EXCERPT TO READ =
U.S. Army veteran Chris Liby says hyperbaric oxygen therapy (HBOT) saved his life after surviving an IED explosion while he was deployed to the Middle East in 2008. But Liby is just one success story in many.
So why won't the VA or insurers pay for this treatment? HBOT is only approved for thirteen conditions including: decompression sickness, thermal burns, non-healing wounds. But not Traumatic Brain Injury (TBI) or Post Traumatic Stress (PTS).
Dr. Henricks, as well as many other doctors, claim they've seen HBOT work to heal brain injuries in Veterans and also assist with the symptoms of PTS.
TBI and PTS make up a large portion of the "wounds" Service members suffer from without a lot of success seen for brain injuries in terms of current medically approved treatments. Also with TBI, one of the issues is suicidal ideations. So treating that wound is tantamount to stopping many Veteran suicides, of which the VA says about 20 Veterans take their lives each day.
"On a basic level, over multiple hyperbaric oxygen therapy treatments, oxygen flow stimulates the body's own natural healing processes at the cellular level, plus it promotes the release of stem cells from the bone marrow," explains Henricks.
Henricks believes in the treatment so much so that she opened a clinic to treat Veterans as a nonprofit.

Stored items from a collection =
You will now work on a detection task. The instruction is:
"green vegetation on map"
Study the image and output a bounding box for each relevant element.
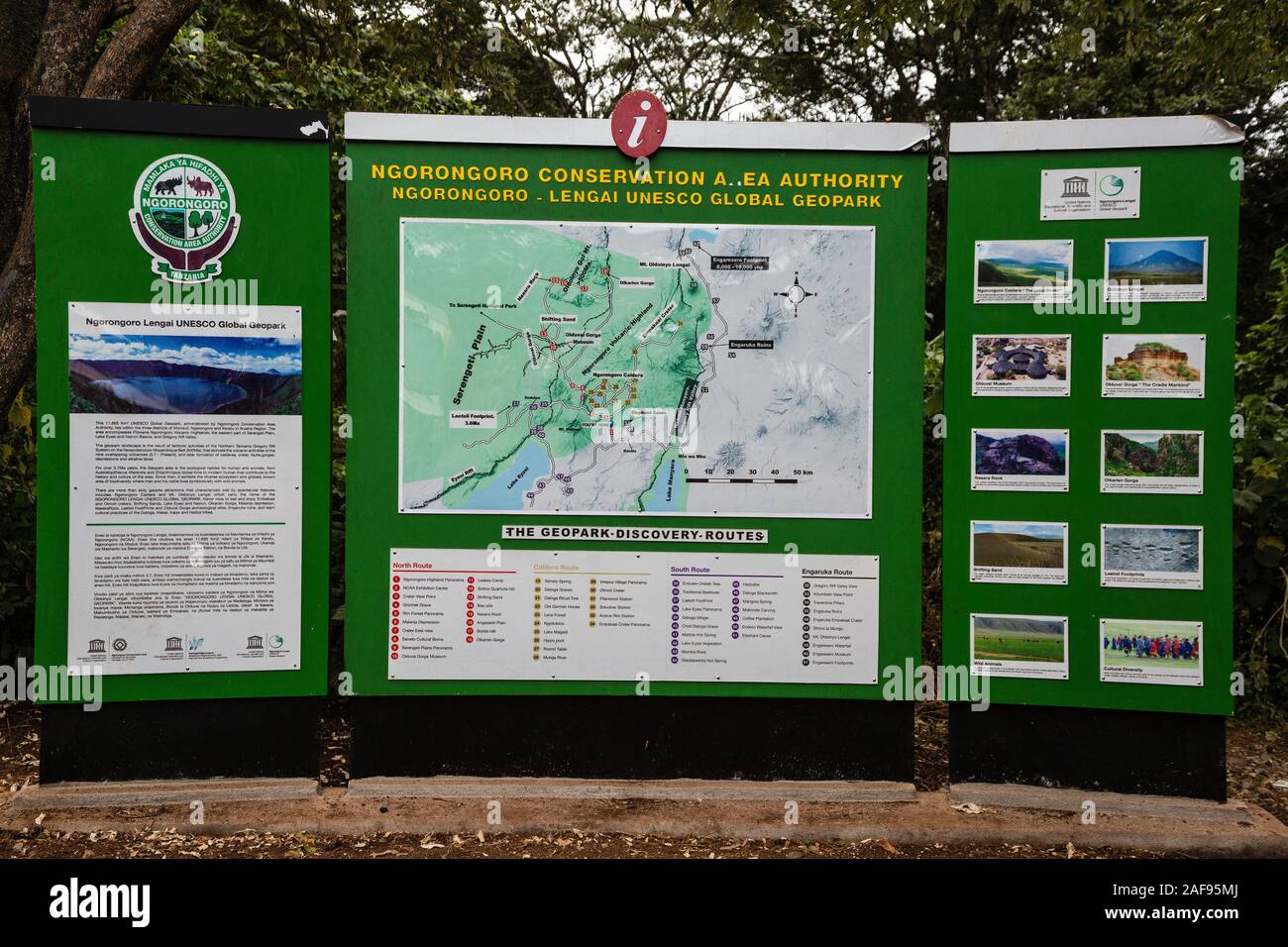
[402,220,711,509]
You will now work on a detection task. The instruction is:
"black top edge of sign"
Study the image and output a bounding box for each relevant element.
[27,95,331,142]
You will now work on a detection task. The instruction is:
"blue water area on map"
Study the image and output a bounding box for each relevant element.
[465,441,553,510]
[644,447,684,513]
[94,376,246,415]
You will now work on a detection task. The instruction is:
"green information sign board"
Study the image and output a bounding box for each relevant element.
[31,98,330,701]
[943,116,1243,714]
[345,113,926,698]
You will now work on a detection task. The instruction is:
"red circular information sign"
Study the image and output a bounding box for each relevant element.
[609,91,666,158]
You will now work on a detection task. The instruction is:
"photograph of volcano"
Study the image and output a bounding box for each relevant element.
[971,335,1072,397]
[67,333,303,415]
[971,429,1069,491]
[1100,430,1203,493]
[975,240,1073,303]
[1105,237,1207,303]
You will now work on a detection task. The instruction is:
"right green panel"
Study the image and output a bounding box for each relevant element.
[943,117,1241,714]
==
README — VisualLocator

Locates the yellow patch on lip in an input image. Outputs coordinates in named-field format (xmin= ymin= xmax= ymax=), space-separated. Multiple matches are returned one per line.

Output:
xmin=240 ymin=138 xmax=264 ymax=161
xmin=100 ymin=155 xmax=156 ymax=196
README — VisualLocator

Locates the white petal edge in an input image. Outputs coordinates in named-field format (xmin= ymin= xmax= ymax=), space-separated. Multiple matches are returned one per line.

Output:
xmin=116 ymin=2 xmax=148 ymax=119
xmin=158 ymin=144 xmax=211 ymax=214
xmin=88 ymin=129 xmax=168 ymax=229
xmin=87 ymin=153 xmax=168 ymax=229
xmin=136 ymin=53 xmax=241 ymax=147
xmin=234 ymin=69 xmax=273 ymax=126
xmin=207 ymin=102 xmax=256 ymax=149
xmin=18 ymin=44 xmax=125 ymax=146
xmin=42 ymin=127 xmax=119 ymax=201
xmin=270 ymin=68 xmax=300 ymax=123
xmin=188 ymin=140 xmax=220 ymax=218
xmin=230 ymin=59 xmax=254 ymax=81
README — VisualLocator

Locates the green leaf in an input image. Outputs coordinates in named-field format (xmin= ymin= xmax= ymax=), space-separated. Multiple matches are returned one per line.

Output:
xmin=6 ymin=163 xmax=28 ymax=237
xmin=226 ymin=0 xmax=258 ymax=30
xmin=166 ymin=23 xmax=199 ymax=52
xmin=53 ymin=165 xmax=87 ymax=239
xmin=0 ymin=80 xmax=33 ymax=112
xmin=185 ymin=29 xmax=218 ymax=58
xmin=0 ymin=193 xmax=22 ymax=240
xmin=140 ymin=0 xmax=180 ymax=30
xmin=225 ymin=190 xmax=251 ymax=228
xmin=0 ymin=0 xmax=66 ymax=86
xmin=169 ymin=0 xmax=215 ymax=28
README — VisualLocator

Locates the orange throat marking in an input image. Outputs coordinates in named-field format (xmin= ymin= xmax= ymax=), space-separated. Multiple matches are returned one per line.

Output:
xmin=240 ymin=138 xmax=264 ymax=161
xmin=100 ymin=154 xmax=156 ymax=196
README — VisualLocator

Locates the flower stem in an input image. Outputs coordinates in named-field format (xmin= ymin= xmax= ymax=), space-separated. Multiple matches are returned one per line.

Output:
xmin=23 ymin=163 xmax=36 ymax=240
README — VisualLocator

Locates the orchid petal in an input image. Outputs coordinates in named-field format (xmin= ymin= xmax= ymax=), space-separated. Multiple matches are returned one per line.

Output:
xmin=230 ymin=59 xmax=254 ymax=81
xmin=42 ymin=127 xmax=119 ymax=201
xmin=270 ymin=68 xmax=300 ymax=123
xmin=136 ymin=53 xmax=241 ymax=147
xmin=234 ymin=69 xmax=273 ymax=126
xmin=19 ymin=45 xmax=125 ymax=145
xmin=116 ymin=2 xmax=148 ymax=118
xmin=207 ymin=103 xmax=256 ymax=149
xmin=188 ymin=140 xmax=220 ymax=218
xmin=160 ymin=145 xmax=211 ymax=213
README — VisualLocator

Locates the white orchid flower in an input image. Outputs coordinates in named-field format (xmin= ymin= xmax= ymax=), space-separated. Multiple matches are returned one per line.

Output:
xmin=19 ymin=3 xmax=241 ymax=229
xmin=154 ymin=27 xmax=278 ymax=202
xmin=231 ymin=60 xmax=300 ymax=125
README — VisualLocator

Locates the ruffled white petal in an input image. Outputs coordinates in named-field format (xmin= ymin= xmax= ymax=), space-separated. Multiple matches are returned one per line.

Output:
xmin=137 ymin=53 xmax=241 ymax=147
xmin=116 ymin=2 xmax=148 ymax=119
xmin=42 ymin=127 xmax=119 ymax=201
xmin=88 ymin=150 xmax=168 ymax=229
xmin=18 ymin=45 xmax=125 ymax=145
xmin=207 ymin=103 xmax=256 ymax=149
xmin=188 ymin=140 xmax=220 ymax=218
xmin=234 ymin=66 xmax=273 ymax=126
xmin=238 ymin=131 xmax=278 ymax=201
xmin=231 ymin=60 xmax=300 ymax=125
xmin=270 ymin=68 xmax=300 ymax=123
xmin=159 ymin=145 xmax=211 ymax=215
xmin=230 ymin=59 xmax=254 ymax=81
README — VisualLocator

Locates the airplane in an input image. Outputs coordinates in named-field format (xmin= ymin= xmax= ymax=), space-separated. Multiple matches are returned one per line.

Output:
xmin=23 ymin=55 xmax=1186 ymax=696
==
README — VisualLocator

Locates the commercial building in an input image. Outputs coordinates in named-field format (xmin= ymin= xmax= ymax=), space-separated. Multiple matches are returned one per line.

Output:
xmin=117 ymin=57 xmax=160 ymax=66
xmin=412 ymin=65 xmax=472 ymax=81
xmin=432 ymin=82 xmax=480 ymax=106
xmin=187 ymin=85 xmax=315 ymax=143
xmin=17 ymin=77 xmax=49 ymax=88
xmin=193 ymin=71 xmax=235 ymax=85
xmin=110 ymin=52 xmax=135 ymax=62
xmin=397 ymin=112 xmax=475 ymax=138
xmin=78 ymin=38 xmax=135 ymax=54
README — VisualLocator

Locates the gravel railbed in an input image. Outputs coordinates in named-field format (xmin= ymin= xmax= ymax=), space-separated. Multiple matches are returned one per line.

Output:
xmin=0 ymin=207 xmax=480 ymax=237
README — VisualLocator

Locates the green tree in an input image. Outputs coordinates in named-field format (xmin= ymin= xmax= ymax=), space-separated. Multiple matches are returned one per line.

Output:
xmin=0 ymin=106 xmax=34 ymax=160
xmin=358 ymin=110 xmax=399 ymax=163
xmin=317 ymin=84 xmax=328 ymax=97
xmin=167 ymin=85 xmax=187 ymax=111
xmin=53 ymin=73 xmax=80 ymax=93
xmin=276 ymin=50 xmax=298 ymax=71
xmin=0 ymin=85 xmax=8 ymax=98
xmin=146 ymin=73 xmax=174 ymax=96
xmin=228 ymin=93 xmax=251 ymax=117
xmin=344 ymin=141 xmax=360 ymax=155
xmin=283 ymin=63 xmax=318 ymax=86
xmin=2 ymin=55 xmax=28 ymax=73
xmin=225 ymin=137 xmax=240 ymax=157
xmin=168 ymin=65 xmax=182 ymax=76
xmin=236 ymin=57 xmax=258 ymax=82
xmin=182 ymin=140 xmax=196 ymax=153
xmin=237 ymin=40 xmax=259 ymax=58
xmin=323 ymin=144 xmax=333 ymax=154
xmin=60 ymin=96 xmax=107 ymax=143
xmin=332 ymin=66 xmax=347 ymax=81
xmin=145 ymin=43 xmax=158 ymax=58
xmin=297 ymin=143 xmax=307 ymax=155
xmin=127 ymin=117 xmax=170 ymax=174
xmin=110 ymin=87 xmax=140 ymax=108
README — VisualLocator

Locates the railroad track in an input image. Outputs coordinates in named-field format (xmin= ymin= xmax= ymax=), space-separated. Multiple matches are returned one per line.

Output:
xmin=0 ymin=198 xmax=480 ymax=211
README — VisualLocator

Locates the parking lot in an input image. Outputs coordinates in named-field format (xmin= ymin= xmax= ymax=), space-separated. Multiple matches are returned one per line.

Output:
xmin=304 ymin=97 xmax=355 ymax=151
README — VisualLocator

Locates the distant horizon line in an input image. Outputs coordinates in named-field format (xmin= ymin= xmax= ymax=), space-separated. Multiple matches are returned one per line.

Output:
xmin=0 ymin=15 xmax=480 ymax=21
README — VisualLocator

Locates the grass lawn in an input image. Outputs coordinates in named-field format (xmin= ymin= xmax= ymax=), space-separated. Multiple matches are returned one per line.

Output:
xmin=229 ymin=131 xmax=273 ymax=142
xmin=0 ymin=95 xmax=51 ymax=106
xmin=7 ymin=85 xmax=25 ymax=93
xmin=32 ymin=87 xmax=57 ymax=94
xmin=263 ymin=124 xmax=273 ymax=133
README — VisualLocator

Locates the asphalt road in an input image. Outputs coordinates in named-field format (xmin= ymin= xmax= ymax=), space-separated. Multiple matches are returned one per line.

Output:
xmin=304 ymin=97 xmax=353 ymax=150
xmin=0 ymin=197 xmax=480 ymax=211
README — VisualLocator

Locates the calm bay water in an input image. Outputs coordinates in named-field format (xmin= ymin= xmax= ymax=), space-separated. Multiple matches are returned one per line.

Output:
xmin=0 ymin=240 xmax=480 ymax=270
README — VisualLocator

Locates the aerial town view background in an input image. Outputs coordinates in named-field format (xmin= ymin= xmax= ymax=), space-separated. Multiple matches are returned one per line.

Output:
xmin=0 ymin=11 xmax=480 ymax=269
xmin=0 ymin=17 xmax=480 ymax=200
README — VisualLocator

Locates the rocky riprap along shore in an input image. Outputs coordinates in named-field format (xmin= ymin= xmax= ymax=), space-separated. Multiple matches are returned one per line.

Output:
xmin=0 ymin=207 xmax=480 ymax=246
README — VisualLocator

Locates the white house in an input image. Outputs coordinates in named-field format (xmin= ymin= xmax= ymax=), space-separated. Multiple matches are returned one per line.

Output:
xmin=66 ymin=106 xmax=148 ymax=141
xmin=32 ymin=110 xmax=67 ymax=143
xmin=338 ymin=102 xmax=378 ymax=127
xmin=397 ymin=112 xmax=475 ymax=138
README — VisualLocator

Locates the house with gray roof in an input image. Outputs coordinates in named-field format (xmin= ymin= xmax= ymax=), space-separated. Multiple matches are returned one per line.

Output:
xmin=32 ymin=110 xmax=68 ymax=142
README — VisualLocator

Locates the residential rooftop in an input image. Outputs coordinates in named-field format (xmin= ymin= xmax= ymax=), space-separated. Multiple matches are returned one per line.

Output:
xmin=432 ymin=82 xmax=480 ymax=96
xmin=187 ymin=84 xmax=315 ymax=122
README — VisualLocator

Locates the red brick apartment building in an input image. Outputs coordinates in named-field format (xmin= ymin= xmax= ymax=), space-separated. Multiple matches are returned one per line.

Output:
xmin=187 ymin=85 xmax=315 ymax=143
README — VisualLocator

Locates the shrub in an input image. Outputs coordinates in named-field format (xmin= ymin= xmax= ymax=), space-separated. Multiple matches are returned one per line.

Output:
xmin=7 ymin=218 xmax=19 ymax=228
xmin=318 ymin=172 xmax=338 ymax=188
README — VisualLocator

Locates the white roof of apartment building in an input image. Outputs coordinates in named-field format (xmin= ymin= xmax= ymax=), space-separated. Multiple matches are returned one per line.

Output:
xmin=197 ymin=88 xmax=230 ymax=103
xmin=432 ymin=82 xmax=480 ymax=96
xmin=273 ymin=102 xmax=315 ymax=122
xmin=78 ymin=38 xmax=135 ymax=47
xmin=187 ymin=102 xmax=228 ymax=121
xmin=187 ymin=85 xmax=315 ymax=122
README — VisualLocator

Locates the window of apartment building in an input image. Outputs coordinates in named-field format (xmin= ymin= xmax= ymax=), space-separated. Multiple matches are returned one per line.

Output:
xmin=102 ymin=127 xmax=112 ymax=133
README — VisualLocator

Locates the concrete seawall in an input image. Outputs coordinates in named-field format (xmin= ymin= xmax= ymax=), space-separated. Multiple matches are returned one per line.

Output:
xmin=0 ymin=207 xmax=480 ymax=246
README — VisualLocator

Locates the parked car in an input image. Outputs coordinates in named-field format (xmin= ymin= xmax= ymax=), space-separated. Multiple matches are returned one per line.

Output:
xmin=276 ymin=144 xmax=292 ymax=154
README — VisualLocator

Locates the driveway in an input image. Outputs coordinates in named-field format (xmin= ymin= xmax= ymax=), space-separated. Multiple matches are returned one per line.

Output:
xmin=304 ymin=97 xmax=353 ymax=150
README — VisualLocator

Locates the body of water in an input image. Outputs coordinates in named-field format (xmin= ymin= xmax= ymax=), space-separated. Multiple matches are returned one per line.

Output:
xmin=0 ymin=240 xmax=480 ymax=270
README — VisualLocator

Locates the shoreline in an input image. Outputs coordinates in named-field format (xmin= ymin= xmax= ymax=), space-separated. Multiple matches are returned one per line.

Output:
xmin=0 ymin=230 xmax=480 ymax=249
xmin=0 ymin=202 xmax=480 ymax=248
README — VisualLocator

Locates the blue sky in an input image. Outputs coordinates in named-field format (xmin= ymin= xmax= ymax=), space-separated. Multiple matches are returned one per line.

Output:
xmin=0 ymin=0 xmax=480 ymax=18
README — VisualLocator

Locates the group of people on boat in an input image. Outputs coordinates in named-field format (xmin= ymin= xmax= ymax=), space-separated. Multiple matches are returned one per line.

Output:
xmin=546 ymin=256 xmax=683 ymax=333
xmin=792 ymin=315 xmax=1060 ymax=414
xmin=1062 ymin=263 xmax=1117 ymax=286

ABOUT THIS TASK = In the passage above on hyperbaric oxygen therapy for veterans, list every condition that it names as approved for HBOT treatment.

FINISHED EXERCISE =
- Decompression sickness
- Thermal burns
- Non-healing wounds